The output should be identical to the entries that follow.

Top of The input

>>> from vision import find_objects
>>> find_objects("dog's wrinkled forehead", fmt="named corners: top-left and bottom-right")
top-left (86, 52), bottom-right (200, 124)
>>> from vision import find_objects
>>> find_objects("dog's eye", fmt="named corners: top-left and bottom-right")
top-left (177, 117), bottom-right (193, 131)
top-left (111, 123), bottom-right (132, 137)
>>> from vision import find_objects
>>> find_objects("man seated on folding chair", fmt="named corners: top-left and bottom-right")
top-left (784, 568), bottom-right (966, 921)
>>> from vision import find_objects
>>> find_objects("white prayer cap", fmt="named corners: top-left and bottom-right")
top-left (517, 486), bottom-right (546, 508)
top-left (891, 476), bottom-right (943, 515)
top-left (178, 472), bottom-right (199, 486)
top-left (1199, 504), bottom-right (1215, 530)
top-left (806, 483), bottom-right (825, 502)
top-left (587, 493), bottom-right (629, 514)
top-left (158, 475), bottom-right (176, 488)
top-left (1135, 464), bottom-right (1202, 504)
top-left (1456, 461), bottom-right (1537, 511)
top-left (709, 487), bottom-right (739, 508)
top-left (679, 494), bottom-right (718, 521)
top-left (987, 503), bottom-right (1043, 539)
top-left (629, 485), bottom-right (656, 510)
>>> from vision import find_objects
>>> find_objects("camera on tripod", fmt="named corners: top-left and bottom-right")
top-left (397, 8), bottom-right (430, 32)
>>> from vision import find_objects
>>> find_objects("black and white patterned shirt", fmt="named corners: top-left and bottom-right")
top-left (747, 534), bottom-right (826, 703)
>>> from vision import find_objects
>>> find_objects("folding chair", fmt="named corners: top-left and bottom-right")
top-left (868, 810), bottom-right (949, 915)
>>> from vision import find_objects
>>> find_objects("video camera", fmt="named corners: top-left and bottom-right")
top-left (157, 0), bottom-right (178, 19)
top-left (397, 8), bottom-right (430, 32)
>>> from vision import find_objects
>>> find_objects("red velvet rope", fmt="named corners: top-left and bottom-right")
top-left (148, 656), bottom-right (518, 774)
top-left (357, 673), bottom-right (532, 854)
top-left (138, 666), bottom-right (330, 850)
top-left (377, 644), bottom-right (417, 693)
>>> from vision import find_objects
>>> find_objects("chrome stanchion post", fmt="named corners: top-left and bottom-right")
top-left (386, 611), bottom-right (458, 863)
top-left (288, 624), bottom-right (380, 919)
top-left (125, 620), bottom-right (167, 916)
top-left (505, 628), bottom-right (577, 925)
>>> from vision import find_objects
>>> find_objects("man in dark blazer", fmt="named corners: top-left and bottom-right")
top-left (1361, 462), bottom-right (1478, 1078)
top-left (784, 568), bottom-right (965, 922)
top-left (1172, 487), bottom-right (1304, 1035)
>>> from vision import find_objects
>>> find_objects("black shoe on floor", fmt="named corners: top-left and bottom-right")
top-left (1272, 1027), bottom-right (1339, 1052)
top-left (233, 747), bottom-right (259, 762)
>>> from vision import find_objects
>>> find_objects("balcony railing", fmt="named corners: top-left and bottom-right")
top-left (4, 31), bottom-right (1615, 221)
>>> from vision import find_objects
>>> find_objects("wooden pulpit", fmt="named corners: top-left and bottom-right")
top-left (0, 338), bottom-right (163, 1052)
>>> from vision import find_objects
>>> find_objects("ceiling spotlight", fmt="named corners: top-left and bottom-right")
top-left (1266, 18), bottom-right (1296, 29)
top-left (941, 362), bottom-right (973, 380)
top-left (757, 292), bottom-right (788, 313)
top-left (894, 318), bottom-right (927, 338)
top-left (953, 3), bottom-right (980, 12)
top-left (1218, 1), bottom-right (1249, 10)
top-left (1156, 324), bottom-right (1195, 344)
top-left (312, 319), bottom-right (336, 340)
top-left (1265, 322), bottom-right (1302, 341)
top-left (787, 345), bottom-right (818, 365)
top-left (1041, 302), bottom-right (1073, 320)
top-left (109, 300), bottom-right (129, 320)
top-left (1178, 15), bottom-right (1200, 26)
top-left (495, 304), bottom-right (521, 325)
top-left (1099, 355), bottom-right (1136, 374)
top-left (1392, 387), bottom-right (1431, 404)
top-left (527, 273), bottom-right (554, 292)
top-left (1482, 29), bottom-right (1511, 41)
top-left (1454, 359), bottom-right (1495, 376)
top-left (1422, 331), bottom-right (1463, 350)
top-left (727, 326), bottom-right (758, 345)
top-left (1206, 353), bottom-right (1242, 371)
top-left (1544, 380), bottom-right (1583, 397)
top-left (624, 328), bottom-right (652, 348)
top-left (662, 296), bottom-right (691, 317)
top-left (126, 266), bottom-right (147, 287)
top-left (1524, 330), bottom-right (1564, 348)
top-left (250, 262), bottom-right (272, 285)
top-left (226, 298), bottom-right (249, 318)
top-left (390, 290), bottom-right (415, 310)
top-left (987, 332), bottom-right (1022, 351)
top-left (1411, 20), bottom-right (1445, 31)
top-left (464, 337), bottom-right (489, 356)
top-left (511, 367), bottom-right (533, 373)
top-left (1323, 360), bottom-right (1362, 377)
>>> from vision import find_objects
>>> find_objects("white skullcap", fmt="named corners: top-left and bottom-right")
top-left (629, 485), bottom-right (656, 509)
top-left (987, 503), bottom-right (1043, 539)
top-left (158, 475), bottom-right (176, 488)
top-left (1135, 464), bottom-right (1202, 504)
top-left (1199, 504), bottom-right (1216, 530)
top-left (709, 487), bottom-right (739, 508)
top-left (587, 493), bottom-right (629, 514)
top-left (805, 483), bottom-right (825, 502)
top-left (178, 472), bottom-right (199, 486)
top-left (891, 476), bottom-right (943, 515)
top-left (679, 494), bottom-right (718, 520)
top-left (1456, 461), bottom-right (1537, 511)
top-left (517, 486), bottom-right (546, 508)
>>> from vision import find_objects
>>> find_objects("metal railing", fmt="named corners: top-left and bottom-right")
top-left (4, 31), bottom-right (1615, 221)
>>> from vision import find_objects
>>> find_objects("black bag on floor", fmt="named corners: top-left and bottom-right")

Bottom of The input

[Task output]
>>> from vision import find_objects
>>> find_objects("dog's wrinkled forehead", fmt="named corners: top-left and bottom-right")
top-left (86, 52), bottom-right (200, 124)
>>> from vision import find_objects
>>> find_objects("dog's eye", fmt="named corners: top-left and bottom-right")
top-left (177, 117), bottom-right (193, 131)
top-left (111, 123), bottom-right (132, 137)
>>> from vision import find_objects
>>> find_objects("man seated on folding chair", fmt="named corners: top-left and bottom-right")
top-left (784, 568), bottom-right (966, 921)
>>> from vision import find_objects
>>> find_objects("white prayer cap", fmt="named corners: top-left and bottom-right")
top-left (517, 486), bottom-right (546, 508)
top-left (891, 476), bottom-right (943, 515)
top-left (178, 472), bottom-right (199, 486)
top-left (1199, 504), bottom-right (1215, 530)
top-left (806, 483), bottom-right (825, 502)
top-left (587, 493), bottom-right (629, 514)
top-left (158, 475), bottom-right (176, 488)
top-left (1135, 464), bottom-right (1202, 504)
top-left (1456, 461), bottom-right (1537, 511)
top-left (709, 487), bottom-right (739, 508)
top-left (679, 494), bottom-right (718, 521)
top-left (987, 503), bottom-right (1043, 539)
top-left (629, 485), bottom-right (656, 510)
>>> from vision import find_objects
>>> find_objects("camera on tripod", fmt="named corners: top-left and bottom-right")
top-left (397, 8), bottom-right (430, 32)
>>> from vision import find_objects
>>> find_objects("black and white patterned shirt", fmt="named corners: top-left and bottom-right")
top-left (747, 534), bottom-right (826, 703)
>>> from vision import find_objects
>>> find_objects("folding chair", fmt="named corners: top-left and bottom-right")
top-left (868, 810), bottom-right (949, 915)
>>> from vision import find_objects
>>> find_objects("video camera", fmt="named corners: top-left and bottom-right")
top-left (157, 0), bottom-right (178, 19)
top-left (397, 8), bottom-right (430, 32)
>>> from vision import find_objects
>>> find_objects("red velvet rope", fmt="named corners: top-left and bottom-right")
top-left (148, 656), bottom-right (518, 774)
top-left (357, 673), bottom-right (532, 854)
top-left (138, 666), bottom-right (330, 850)
top-left (377, 644), bottom-right (417, 693)
>>> from vision import find_objects
>>> find_objects("chrome stanchion post", fmt="named corners: top-left and bottom-right")
top-left (386, 611), bottom-right (458, 863)
top-left (288, 624), bottom-right (380, 919)
top-left (125, 620), bottom-right (167, 916)
top-left (505, 628), bottom-right (577, 925)
>>> from vision import find_objects
>>> find_objects("man in dark blazer", fmt="named corners: top-left and bottom-right")
top-left (1361, 462), bottom-right (1478, 1078)
top-left (784, 568), bottom-right (965, 922)
top-left (1172, 487), bottom-right (1304, 1035)
>>> from vision import find_objects
>>> find_objects("black shoe on floor", fmt="named corners: top-left and bottom-right")
top-left (1272, 1027), bottom-right (1339, 1052)
top-left (233, 747), bottom-right (259, 762)
>>> from vision import find_objects
>>> find_objects("balcony railing", fmt="named corners: top-left and bottom-right")
top-left (4, 31), bottom-right (1615, 221)
>>> from vision import find_objects
>>> find_objects("wooden pulpit", fmt="named corners: top-left and bottom-right")
top-left (0, 338), bottom-right (163, 1052)
>>> from vision import find_objects
>>> find_objects("ceiling spotlight", fmt="named corners: top-left and bottom-right")
top-left (1266, 18), bottom-right (1296, 29)
top-left (941, 362), bottom-right (973, 380)
top-left (757, 292), bottom-right (788, 313)
top-left (894, 318), bottom-right (927, 338)
top-left (953, 3), bottom-right (980, 12)
top-left (1218, 1), bottom-right (1249, 10)
top-left (1156, 324), bottom-right (1195, 344)
top-left (312, 319), bottom-right (336, 340)
top-left (1265, 322), bottom-right (1302, 341)
top-left (787, 345), bottom-right (818, 365)
top-left (1041, 302), bottom-right (1073, 320)
top-left (109, 300), bottom-right (129, 320)
top-left (1178, 15), bottom-right (1200, 26)
top-left (495, 304), bottom-right (521, 325)
top-left (1099, 355), bottom-right (1136, 374)
top-left (1392, 387), bottom-right (1431, 404)
top-left (527, 273), bottom-right (554, 292)
top-left (1482, 29), bottom-right (1511, 41)
top-left (1454, 359), bottom-right (1495, 376)
top-left (1422, 331), bottom-right (1463, 350)
top-left (727, 326), bottom-right (758, 345)
top-left (1206, 353), bottom-right (1242, 371)
top-left (1544, 380), bottom-right (1583, 397)
top-left (624, 328), bottom-right (652, 348)
top-left (662, 296), bottom-right (691, 317)
top-left (126, 266), bottom-right (147, 287)
top-left (1524, 330), bottom-right (1564, 348)
top-left (250, 262), bottom-right (272, 285)
top-left (226, 298), bottom-right (249, 318)
top-left (390, 290), bottom-right (415, 310)
top-left (987, 332), bottom-right (1022, 351)
top-left (1411, 20), bottom-right (1445, 31)
top-left (464, 337), bottom-right (489, 356)
top-left (511, 367), bottom-right (533, 373)
top-left (1323, 360), bottom-right (1362, 377)
>>> from vision import find_objects
>>> find_objects("white skullcap", fmt="named corners: top-left and bottom-right")
top-left (629, 485), bottom-right (656, 509)
top-left (987, 503), bottom-right (1043, 539)
top-left (158, 475), bottom-right (176, 488)
top-left (1135, 464), bottom-right (1202, 504)
top-left (1199, 504), bottom-right (1216, 530)
top-left (709, 487), bottom-right (739, 508)
top-left (587, 493), bottom-right (629, 514)
top-left (805, 483), bottom-right (825, 502)
top-left (178, 472), bottom-right (199, 486)
top-left (891, 476), bottom-right (943, 515)
top-left (679, 494), bottom-right (718, 520)
top-left (1456, 461), bottom-right (1537, 511)
top-left (517, 486), bottom-right (546, 508)
>>> from vision import find_objects
>>> find_objects("metal railing", fmt="named corners: top-left and bottom-right")
top-left (4, 31), bottom-right (1615, 221)
>>> from vision import find_objects
>>> find_objects("black bag on floor", fmt="named corners: top-left and bottom-right")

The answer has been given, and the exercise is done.